-- begin Data --

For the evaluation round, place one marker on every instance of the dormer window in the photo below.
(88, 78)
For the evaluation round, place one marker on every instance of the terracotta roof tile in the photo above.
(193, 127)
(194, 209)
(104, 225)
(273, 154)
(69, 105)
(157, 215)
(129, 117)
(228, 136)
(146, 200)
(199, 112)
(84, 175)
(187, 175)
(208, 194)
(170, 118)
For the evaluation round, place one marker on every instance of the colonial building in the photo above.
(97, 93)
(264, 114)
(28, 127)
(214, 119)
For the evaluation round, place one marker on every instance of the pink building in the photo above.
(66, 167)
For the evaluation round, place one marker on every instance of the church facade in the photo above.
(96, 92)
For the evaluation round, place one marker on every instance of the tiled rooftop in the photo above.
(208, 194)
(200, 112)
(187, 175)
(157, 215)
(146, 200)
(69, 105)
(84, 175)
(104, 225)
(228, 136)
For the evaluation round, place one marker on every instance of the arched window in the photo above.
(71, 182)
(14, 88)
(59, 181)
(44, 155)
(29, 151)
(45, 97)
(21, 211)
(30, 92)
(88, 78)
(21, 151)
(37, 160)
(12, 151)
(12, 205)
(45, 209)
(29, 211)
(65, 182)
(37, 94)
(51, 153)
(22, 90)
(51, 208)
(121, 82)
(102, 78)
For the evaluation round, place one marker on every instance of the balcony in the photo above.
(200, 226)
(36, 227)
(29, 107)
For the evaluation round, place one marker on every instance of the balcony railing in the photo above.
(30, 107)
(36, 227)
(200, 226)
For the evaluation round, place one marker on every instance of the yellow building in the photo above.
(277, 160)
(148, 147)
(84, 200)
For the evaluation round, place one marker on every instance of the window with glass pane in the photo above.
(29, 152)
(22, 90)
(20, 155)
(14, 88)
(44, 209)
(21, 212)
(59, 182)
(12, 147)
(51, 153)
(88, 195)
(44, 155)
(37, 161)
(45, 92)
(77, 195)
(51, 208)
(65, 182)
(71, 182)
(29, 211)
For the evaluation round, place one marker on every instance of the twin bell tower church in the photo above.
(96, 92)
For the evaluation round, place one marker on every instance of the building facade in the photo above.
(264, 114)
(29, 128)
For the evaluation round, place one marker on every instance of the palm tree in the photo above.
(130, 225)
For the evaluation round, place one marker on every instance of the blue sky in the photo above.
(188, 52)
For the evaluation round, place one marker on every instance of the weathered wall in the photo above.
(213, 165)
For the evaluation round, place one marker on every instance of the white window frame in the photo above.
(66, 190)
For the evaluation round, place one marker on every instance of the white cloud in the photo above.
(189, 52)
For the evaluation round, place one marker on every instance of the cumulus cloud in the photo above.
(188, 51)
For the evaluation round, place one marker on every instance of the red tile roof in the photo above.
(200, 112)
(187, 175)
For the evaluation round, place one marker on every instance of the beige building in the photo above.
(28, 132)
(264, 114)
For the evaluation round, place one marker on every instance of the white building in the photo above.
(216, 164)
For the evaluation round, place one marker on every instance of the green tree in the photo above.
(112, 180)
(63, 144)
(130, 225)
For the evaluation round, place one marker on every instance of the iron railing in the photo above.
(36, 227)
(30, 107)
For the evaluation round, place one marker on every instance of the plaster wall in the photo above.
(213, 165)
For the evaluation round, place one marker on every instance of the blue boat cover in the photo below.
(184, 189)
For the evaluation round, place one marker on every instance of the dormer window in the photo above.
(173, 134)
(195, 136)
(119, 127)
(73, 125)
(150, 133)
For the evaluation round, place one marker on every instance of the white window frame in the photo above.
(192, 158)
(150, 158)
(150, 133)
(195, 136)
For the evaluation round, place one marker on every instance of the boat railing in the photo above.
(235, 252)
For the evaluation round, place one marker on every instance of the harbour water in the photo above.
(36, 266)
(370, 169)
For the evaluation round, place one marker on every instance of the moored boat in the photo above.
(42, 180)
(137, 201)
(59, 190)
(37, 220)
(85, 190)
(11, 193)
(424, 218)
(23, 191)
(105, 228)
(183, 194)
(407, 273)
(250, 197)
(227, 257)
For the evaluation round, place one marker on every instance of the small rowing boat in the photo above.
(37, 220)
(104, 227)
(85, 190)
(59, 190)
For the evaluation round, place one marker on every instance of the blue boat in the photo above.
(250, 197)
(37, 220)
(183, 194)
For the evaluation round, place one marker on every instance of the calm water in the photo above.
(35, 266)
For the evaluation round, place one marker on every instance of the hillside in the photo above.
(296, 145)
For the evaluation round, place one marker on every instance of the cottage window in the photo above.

-- end Data --

Aim >> Set down every line of the listing above again, exactly as given.

Completed task >>
For the evaluation round, place one marker on every instance of the dormer window in the photo below.
(88, 78)
For the evaluation round, place one marker on every instance of the terracotta roof tile in the photo above.
(193, 127)
(194, 209)
(104, 225)
(273, 154)
(69, 105)
(157, 215)
(129, 117)
(228, 136)
(146, 200)
(199, 112)
(84, 175)
(187, 175)
(208, 194)
(170, 118)
For the evaluation round, place one marker on every instance of the colonial building in the photo above.
(97, 93)
(264, 114)
(28, 127)
(214, 119)
For the evaluation round, place one marker on every instance of the pink building in the photo above.
(66, 167)
For the evaluation round, place one marker on every instance of the church facade in the photo above.
(96, 92)
For the evaluation round, place one marker on every instance of the tiled rooftop in the photo above.
(208, 194)
(200, 112)
(187, 175)
(157, 215)
(146, 200)
(69, 105)
(84, 175)
(104, 225)
(228, 136)
For the evaluation round, place one marker on every instance of the arched window in the photo above.
(71, 182)
(14, 88)
(59, 181)
(44, 155)
(29, 151)
(45, 97)
(21, 211)
(30, 92)
(88, 78)
(21, 151)
(37, 160)
(12, 151)
(12, 205)
(45, 209)
(29, 211)
(65, 182)
(37, 94)
(51, 153)
(22, 90)
(51, 208)
(121, 82)
(102, 78)
For the evaluation round, place one marker on every instance of the balcony in the photo above.
(200, 226)
(36, 227)
(29, 107)
For the evaluation round, place one marker on every instance of the balcony railing in the photo above.
(30, 107)
(36, 227)
(200, 226)
For the evaluation round, place one marker on every instance of the yellow building in the photo above.
(277, 160)
(148, 147)
(84, 200)
For the evaluation round, place one marker on every instance of the window with glass pane in the photo above.
(29, 152)
(22, 90)
(20, 155)
(14, 88)
(44, 209)
(21, 212)
(59, 182)
(12, 147)
(51, 153)
(88, 195)
(44, 155)
(37, 161)
(45, 92)
(77, 195)
(51, 208)
(65, 182)
(71, 182)
(29, 211)
For the evaluation round, place one marker on every instance of the twin bell tower church in the photo above.
(96, 92)
For the evaluation round, place one marker on every instance of the building facade in the photo above.
(264, 114)
(29, 128)
For the evaluation round, place one marker on every instance of the palm tree in the photo above.
(130, 225)
For the evaluation round, place one marker on every instance of the blue sky in the photo above.
(188, 52)
For the evaluation round, place one marker on every instance of the weathered wall in the photo above.
(213, 165)
For the evaluation round, place one marker on every instance of the white window frame in the photo above.
(66, 190)
For the evaluation round, place one marker on every instance of the white cloud in the photo above.
(189, 52)
For the evaluation round, place one marker on every instance of the cumulus cloud in the photo above.
(188, 51)
For the evaluation round, place one marker on every instance of the red tile roof in the photo above.
(200, 112)
(187, 175)
For the evaluation round, place one marker on every instance of the beige building in the photo above.
(28, 132)
(264, 114)
For the evaluation round, place one marker on every instance of the white building in the photo above.
(216, 164)
For the evaluation round, place one marker on every instance of the green tree in the photo above.
(112, 180)
(63, 144)
(130, 225)
For the evaluation round, place one marker on every instance of the iron railing in the photo above.
(36, 227)
(30, 107)
For the evaluation round, place one marker on every instance of the plaster wall in the photo above.
(213, 165)
For the evaluation round, place one marker on every instance of the blue boat cover in the photo below.
(184, 189)
For the evaluation round, place one marker on every instance of the dormer window in the photo above.
(173, 134)
(195, 136)
(119, 127)
(73, 125)
(150, 133)
For the evaluation round, place one marker on every instance of the white window frame in the photo above.
(192, 158)
(150, 158)
(150, 133)
(195, 136)
For the evaluation round, place one marker on every instance of the boat railing in the photo above.
(235, 252)
For the evaluation round, place one marker on every instance of the harbour water in the photo above.
(36, 266)
(370, 169)
For the evaluation round, place one marker on every instance of the moored boat in the photo above.
(42, 180)
(137, 201)
(59, 190)
(37, 220)
(85, 190)
(11, 193)
(424, 218)
(23, 191)
(105, 228)
(183, 194)
(407, 273)
(250, 197)
(227, 257)
For the evaluation round, place one marker on every instance of the small rowing boat in the photo above.
(37, 220)
(104, 227)
(85, 190)
(59, 190)
For the evaluation round, place one marker on every instance of the blue boat in the photo above.
(250, 197)
(37, 220)
(183, 194)
For the evaluation round, place one marker on every instance of the calm water in the photo above.
(35, 266)
For the evaluation round, place one marker on every instance of the hillside in the photo above.
(296, 145)
For the evaluation round, place one marker on every instance of the cottage window in the photo above.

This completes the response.